■ Short exercise:
Starting at the line that contains "Target: man's face" and ending at the line that contains "x=204, y=213", copy those lines of the records below with "shovel" swapped for "spade" and nothing else altered. Return only those lines.

Data items:
======
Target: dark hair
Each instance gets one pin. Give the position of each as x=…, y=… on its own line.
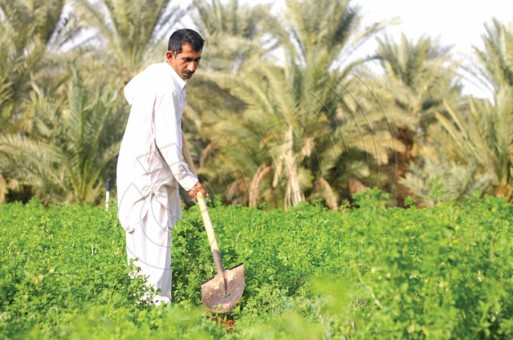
x=182, y=37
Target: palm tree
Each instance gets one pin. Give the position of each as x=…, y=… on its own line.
x=233, y=32
x=292, y=127
x=33, y=33
x=72, y=144
x=417, y=78
x=480, y=129
x=125, y=35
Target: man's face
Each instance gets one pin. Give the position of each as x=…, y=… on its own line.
x=185, y=62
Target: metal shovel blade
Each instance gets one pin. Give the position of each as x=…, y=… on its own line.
x=221, y=294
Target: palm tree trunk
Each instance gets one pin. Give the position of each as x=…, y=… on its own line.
x=293, y=194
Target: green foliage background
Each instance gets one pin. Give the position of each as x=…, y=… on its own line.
x=440, y=272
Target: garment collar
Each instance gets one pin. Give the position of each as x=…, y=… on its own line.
x=181, y=83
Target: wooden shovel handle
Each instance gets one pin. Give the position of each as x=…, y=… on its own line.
x=211, y=235
x=204, y=213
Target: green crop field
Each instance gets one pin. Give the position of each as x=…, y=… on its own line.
x=311, y=273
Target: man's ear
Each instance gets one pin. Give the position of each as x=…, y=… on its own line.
x=170, y=55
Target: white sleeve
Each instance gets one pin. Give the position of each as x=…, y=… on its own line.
x=168, y=137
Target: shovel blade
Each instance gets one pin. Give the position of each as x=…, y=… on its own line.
x=219, y=297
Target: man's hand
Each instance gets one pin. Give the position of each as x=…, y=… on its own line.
x=194, y=191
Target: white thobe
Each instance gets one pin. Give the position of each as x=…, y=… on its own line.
x=150, y=168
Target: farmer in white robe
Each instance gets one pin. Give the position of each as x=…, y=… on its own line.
x=151, y=165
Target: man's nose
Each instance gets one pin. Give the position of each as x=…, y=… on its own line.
x=192, y=66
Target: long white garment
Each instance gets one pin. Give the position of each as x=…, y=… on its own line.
x=150, y=167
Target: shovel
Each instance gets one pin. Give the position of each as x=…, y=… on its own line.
x=221, y=293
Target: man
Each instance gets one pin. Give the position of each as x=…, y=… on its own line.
x=151, y=163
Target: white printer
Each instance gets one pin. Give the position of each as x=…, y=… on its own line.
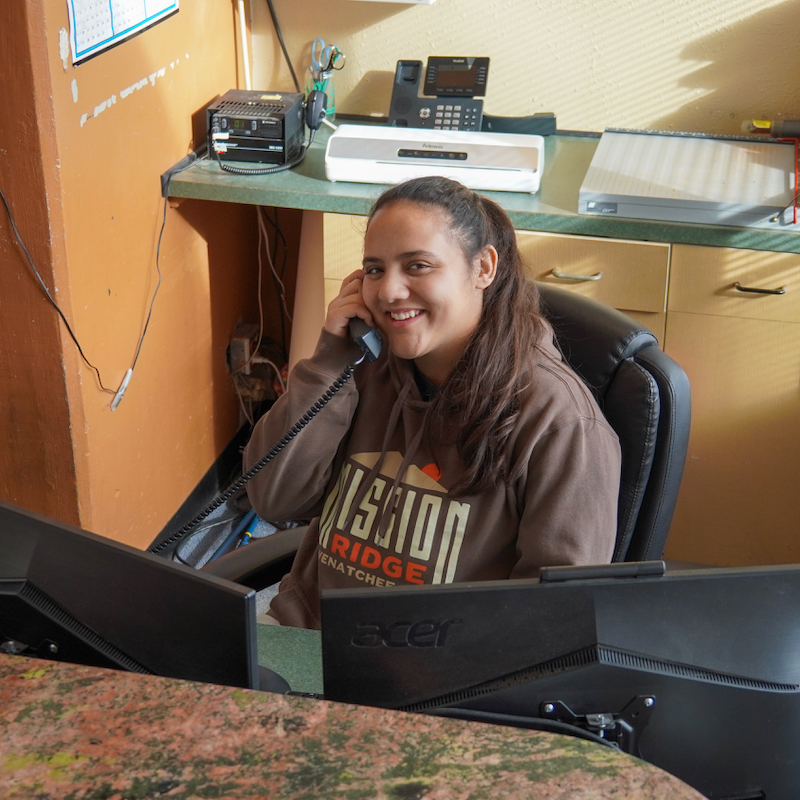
x=505, y=162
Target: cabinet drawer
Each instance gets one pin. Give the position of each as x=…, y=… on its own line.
x=704, y=281
x=631, y=276
x=344, y=244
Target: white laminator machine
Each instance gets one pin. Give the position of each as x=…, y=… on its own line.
x=504, y=162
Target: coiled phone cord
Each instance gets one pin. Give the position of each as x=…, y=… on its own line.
x=235, y=487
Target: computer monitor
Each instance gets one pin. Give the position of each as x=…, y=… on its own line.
x=70, y=595
x=697, y=672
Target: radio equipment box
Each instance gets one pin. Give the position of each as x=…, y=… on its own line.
x=262, y=127
x=504, y=162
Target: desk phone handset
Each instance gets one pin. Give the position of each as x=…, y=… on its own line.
x=450, y=86
x=366, y=338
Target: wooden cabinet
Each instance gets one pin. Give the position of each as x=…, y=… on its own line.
x=740, y=498
x=631, y=276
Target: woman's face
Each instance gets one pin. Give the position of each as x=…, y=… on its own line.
x=423, y=295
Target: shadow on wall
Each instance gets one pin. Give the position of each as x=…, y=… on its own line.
x=758, y=57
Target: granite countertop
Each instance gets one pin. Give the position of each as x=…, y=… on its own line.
x=77, y=732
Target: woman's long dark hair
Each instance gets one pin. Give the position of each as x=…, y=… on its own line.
x=480, y=399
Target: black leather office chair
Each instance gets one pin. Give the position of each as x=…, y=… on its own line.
x=644, y=395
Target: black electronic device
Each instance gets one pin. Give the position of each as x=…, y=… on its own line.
x=70, y=595
x=262, y=127
x=697, y=672
x=366, y=337
x=447, y=76
x=451, y=85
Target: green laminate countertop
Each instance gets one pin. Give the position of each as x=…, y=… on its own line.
x=554, y=208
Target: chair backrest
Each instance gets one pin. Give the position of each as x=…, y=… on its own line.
x=645, y=397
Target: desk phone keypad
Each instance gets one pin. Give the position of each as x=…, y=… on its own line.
x=456, y=116
x=451, y=115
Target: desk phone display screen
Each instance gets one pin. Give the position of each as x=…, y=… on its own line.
x=449, y=77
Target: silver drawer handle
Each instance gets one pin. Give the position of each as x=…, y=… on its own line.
x=567, y=276
x=739, y=288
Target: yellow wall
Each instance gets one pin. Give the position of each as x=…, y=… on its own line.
x=699, y=65
x=108, y=128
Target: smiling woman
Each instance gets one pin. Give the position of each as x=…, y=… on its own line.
x=469, y=450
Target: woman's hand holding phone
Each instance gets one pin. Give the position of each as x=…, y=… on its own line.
x=346, y=305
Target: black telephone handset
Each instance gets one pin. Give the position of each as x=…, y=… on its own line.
x=367, y=338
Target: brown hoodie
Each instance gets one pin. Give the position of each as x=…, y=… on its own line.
x=378, y=497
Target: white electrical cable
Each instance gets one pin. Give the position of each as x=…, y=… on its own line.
x=245, y=52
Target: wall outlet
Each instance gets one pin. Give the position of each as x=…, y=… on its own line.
x=242, y=347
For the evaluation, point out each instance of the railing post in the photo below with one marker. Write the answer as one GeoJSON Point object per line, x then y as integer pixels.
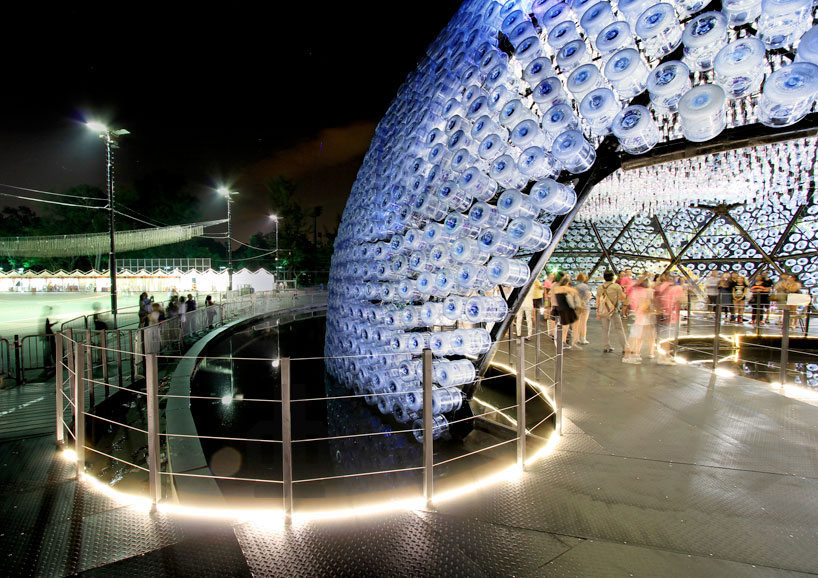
{"type": "Point", "coordinates": [558, 376]}
{"type": "Point", "coordinates": [152, 389]}
{"type": "Point", "coordinates": [521, 402]}
{"type": "Point", "coordinates": [58, 382]}
{"type": "Point", "coordinates": [716, 333]}
{"type": "Point", "coordinates": [286, 441]}
{"type": "Point", "coordinates": [103, 343]}
{"type": "Point", "coordinates": [785, 344]}
{"type": "Point", "coordinates": [79, 406]}
{"type": "Point", "coordinates": [428, 431]}
{"type": "Point", "coordinates": [89, 362]}
{"type": "Point", "coordinates": [537, 344]}
{"type": "Point", "coordinates": [18, 361]}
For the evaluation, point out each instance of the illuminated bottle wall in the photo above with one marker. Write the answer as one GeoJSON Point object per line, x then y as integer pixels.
{"type": "Point", "coordinates": [474, 159]}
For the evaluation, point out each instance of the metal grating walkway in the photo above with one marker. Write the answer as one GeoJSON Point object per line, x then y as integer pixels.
{"type": "Point", "coordinates": [663, 471]}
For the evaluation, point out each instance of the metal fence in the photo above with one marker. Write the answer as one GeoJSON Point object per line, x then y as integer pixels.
{"type": "Point", "coordinates": [74, 382]}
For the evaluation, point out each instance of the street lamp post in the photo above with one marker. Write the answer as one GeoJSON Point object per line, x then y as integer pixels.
{"type": "Point", "coordinates": [111, 142]}
{"type": "Point", "coordinates": [227, 194]}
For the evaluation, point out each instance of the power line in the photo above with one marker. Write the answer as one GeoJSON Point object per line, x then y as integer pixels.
{"type": "Point", "coordinates": [50, 193]}
{"type": "Point", "coordinates": [51, 202]}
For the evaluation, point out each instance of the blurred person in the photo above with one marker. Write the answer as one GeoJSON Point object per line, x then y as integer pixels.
{"type": "Point", "coordinates": [583, 309]}
{"type": "Point", "coordinates": [565, 297]}
{"type": "Point", "coordinates": [609, 298]}
{"type": "Point", "coordinates": [740, 294]}
{"type": "Point", "coordinates": [726, 285]}
{"type": "Point", "coordinates": [761, 289]}
{"type": "Point", "coordinates": [642, 329]}
{"type": "Point", "coordinates": [526, 308]}
{"type": "Point", "coordinates": [711, 288]}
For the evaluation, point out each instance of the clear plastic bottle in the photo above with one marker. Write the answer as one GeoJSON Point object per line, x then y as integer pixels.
{"type": "Point", "coordinates": [701, 111]}
{"type": "Point", "coordinates": [740, 67]}
{"type": "Point", "coordinates": [508, 272]}
{"type": "Point", "coordinates": [553, 197]}
{"type": "Point", "coordinates": [636, 130]}
{"type": "Point", "coordinates": [788, 95]}
{"type": "Point", "coordinates": [659, 29]}
{"type": "Point", "coordinates": [486, 309]}
{"type": "Point", "coordinates": [703, 37]}
{"type": "Point", "coordinates": [667, 83]}
{"type": "Point", "coordinates": [529, 234]}
{"type": "Point", "coordinates": [627, 72]}
{"type": "Point", "coordinates": [512, 203]}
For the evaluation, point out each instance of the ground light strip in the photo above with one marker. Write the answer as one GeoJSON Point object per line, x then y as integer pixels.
{"type": "Point", "coordinates": [268, 516]}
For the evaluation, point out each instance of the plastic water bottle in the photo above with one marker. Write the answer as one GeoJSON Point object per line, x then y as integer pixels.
{"type": "Point", "coordinates": [471, 276]}
{"type": "Point", "coordinates": [703, 37]}
{"type": "Point", "coordinates": [483, 127]}
{"type": "Point", "coordinates": [504, 171]}
{"type": "Point", "coordinates": [440, 428]}
{"type": "Point", "coordinates": [789, 94]}
{"type": "Point", "coordinates": [584, 79]}
{"type": "Point", "coordinates": [701, 111]}
{"type": "Point", "coordinates": [527, 133]}
{"type": "Point", "coordinates": [782, 21]}
{"type": "Point", "coordinates": [553, 197]}
{"type": "Point", "coordinates": [441, 343]}
{"type": "Point", "coordinates": [667, 83]}
{"type": "Point", "coordinates": [573, 54]}
{"type": "Point", "coordinates": [470, 341]}
{"type": "Point", "coordinates": [596, 18]}
{"type": "Point", "coordinates": [659, 29]}
{"type": "Point", "coordinates": [512, 203]}
{"type": "Point", "coordinates": [740, 66]}
{"type": "Point", "coordinates": [740, 12]}
{"type": "Point", "coordinates": [448, 399]}
{"type": "Point", "coordinates": [492, 147]}
{"type": "Point", "coordinates": [535, 163]}
{"type": "Point", "coordinates": [537, 70]}
{"type": "Point", "coordinates": [496, 242]}
{"type": "Point", "coordinates": [548, 93]}
{"type": "Point", "coordinates": [459, 225]}
{"type": "Point", "coordinates": [477, 184]}
{"type": "Point", "coordinates": [808, 46]}
{"type": "Point", "coordinates": [636, 130]}
{"type": "Point", "coordinates": [514, 112]}
{"type": "Point", "coordinates": [562, 34]}
{"type": "Point", "coordinates": [454, 197]}
{"type": "Point", "coordinates": [467, 250]}
{"type": "Point", "coordinates": [628, 73]}
{"type": "Point", "coordinates": [508, 272]}
{"type": "Point", "coordinates": [486, 309]}
{"type": "Point", "coordinates": [529, 234]}
{"type": "Point", "coordinates": [631, 9]}
{"type": "Point", "coordinates": [453, 307]}
{"type": "Point", "coordinates": [558, 119]}
{"type": "Point", "coordinates": [598, 108]}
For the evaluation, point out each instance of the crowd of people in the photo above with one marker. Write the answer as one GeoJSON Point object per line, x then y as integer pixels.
{"type": "Point", "coordinates": [638, 313]}
{"type": "Point", "coordinates": [152, 312]}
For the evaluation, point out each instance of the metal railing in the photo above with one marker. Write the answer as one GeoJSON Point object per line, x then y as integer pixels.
{"type": "Point", "coordinates": [773, 331]}
{"type": "Point", "coordinates": [75, 386]}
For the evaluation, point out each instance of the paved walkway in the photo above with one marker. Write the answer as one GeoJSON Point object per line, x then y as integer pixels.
{"type": "Point", "coordinates": [662, 471]}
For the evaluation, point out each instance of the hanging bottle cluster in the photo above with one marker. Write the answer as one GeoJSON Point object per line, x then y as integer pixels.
{"type": "Point", "coordinates": [461, 178]}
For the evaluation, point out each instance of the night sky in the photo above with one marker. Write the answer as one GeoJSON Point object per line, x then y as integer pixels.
{"type": "Point", "coordinates": [229, 95]}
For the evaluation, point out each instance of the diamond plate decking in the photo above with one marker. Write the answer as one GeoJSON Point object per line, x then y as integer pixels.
{"type": "Point", "coordinates": [662, 471]}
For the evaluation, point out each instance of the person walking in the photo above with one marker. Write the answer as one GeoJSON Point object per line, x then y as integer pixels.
{"type": "Point", "coordinates": [564, 297]}
{"type": "Point", "coordinates": [609, 298]}
{"type": "Point", "coordinates": [583, 309]}
{"type": "Point", "coordinates": [740, 293]}
{"type": "Point", "coordinates": [642, 329]}
{"type": "Point", "coordinates": [761, 297]}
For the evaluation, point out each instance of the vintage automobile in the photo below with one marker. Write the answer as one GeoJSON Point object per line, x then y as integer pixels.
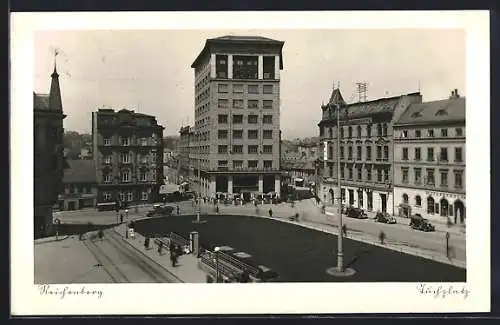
{"type": "Point", "coordinates": [419, 223]}
{"type": "Point", "coordinates": [385, 217]}
{"type": "Point", "coordinates": [355, 213]}
{"type": "Point", "coordinates": [160, 211]}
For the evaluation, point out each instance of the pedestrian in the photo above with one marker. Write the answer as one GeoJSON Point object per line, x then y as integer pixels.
{"type": "Point", "coordinates": [381, 236]}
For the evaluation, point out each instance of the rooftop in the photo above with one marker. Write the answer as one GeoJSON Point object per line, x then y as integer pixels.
{"type": "Point", "coordinates": [446, 110]}
{"type": "Point", "coordinates": [80, 171]}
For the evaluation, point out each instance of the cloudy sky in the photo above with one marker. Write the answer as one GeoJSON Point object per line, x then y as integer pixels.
======
■ Reply:
Target: man's face
Each instance gets one pin. Give the position of each as x=…, y=… on its own line.
x=185, y=62
Target: metal spade blade
Each instance gets one pin. Give the position of each as x=…, y=… on its own line.
x=221, y=294
Target: palm tree trunk
Each instance gets one pin. Give the position of each as x=…, y=… on its own line.
x=293, y=194
Target: green foliage background
Each instance gets one pin. Give the position of each as x=…, y=… on its own line.
x=440, y=272
Target: garment collar
Each instance gets one pin. Give the position of each as x=…, y=… on its own line.
x=181, y=83
Target: wooden spade handle
Each instance gets one pin. Give the position of each as x=…, y=… on its own line.
x=211, y=235
x=204, y=213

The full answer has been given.